- _Stated task_:
Write every line of the material out exactly as shown.

[Data entries]
** START **
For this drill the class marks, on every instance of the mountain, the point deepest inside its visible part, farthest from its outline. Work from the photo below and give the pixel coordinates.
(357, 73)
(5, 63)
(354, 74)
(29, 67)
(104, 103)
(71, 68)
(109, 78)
** END **
- _Solution_:
For this drill the class marks, on every instance of the mountain, the point deepest inside its visible part, farthest from its outline. Work from the photo below and give the pixel coordinates.
(357, 73)
(5, 63)
(354, 74)
(29, 67)
(104, 103)
(71, 68)
(109, 78)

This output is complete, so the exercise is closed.